▶ [LISTING]:
:::

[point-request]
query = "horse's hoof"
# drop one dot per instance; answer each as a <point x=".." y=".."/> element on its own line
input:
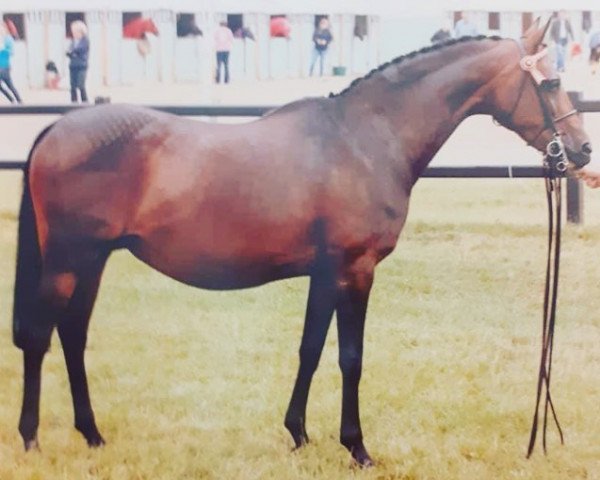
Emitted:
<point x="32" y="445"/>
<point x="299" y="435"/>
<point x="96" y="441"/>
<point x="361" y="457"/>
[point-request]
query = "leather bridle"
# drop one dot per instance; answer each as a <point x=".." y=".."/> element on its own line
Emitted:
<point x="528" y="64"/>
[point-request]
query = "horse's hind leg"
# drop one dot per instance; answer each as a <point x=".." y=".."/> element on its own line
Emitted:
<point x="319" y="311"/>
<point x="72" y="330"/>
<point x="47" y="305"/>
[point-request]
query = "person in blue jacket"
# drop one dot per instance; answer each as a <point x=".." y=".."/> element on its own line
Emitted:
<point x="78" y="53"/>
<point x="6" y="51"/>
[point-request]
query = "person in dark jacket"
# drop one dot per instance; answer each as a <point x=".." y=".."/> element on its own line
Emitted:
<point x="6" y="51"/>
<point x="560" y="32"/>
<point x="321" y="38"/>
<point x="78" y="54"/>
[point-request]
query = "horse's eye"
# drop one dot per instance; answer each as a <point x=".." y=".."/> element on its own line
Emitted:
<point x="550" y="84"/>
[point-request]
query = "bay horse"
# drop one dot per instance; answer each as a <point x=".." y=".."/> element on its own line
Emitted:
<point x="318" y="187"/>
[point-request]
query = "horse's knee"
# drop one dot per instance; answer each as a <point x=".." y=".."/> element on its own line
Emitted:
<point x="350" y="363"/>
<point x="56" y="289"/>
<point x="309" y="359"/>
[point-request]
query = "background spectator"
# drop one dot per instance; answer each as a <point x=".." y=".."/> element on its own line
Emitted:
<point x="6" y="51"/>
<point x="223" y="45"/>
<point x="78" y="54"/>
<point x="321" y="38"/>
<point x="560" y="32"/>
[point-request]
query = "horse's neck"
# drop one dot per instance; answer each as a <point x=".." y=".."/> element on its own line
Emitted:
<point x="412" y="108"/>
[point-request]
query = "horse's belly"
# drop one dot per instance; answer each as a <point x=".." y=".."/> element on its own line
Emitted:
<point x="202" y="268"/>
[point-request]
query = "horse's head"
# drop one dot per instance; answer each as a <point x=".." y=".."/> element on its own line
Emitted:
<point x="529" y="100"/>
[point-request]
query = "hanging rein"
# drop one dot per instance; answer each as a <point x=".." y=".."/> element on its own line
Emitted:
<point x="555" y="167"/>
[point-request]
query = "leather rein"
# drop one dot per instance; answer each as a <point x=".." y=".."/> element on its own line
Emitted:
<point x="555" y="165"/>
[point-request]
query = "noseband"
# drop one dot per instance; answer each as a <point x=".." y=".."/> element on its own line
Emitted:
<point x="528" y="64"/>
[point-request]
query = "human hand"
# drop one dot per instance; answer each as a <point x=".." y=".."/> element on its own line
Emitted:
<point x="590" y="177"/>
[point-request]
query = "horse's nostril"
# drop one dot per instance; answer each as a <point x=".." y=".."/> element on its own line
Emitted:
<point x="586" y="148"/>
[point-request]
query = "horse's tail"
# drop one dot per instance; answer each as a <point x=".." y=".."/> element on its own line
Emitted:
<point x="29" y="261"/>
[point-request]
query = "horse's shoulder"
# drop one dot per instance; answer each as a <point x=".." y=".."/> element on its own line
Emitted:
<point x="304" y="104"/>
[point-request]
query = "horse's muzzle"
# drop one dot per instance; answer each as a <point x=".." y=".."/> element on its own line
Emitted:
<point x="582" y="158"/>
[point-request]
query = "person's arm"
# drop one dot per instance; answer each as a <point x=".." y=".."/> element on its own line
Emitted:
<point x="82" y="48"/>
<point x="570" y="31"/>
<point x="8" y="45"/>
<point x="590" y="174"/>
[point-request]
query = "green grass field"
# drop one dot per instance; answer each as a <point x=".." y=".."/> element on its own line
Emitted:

:::

Leave out every picture and copy the rest of the records exactly.

[point-request]
query = "horse's hoof"
# drop one dot per instance; answer each as a <point x=".." y=".."/> element on its own line
input:
Emitted:
<point x="32" y="445"/>
<point x="299" y="435"/>
<point x="96" y="441"/>
<point x="361" y="457"/>
[point-request]
query = "leather bridle"
# drop one dot per instance; answer each as a <point x=".." y=".."/> element on its own line
Emitted:
<point x="528" y="64"/>
[point-request]
query = "horse's hind leg"
# drop one dot per instance; answer each as a <point x=".." y=".."/> element on its own line
Emitted:
<point x="319" y="311"/>
<point x="72" y="330"/>
<point x="47" y="305"/>
[point-request]
query = "person in blue jacket"
# drop one dot per instance; answer each as a <point x=".." y=".."/> element on its own line
Emitted:
<point x="78" y="53"/>
<point x="6" y="51"/>
[point-request]
query = "person in dark jacket"
# drop one dot per instance; answer each as a <point x=".." y=".."/> element on its own line
Emitted:
<point x="6" y="51"/>
<point x="560" y="32"/>
<point x="321" y="38"/>
<point x="78" y="54"/>
[point-request]
query = "horse's eye"
# drop one dot per instance; answer each as a <point x=".." y=".."/> element on its own line
Emitted:
<point x="550" y="84"/>
[point-request]
query = "bay horse"
# drop one dot per instance; answer each as a <point x=".." y=".."/> element on its own line
Emitted:
<point x="318" y="187"/>
[point-request]
query = "horse's knee"
# drop one dot per instance; answer each as a <point x=".." y=".."/> element on its own line
Emitted:
<point x="350" y="363"/>
<point x="56" y="289"/>
<point x="309" y="359"/>
[point-request]
query = "background spectator"
# drop one dot per instance; answer each as a <point x=".." y=".."/> element on its own line
Emitted:
<point x="6" y="51"/>
<point x="223" y="45"/>
<point x="78" y="54"/>
<point x="321" y="38"/>
<point x="560" y="32"/>
[point-request]
query = "horse's neck"
# drop one dot per instance; answer each as a <point x=".." y=".."/> element on its own line
Emitted:
<point x="412" y="108"/>
[point-request]
query = "horse's belly"
# drop one dot per instance; answer each as a <point x=".." y=".."/> element on its own line
Emitted:
<point x="202" y="268"/>
[point-request]
query = "horse's head"
# drop one dot per instance; answer each as a <point x=".." y=".."/> element on its own line
Emitted:
<point x="529" y="100"/>
[point-request]
query = "hanging rein"
# drop one dot per instance; answer each as a <point x=".." y=".."/> element on its own line
Emitted:
<point x="555" y="167"/>
[point-request]
query = "leather rein"
# drop one dot per instance; answer each as a <point x=".." y=".."/> element on its own line
Emitted:
<point x="555" y="165"/>
[point-request]
query = "noseband"
# drop one dot per instance; answer each as a <point x=".." y=".."/> element on its own line
Emitted:
<point x="528" y="64"/>
[point-request]
query = "human hand"
# drop one dot per instance; answer each as a <point x=".." y=".."/> element on its own line
Emitted:
<point x="590" y="177"/>
[point-request]
query = "horse's nostril"
# drop one dot per instance; answer each as a <point x=".." y=".."/> element on its own line
Emitted:
<point x="586" y="148"/>
[point-request]
query = "horse's tail"
# drop one dot per instance; answer each as a <point x=".." y=".."/> element on its own line
Emitted:
<point x="29" y="261"/>
[point-request]
query = "horse's shoulder"
# drop one dot per instance; answer each as a <point x=".." y=".."/> element on its own line
Emitted:
<point x="304" y="104"/>
[point-request]
query = "horse's muzzle"
# drop one dot per instance; answer each as a <point x=".." y=".."/> element on its own line
Emitted:
<point x="582" y="158"/>
[point-request]
query = "person's arm"
# drop one dot per instance; answer each as a <point x=".." y=".."/> element on its own line
Emitted:
<point x="82" y="48"/>
<point x="570" y="31"/>
<point x="8" y="45"/>
<point x="590" y="174"/>
[point-request]
query = "green grass field"
# drop one dot per instance; answer each as a <point x=".." y=".."/> element on its own line
Emitted:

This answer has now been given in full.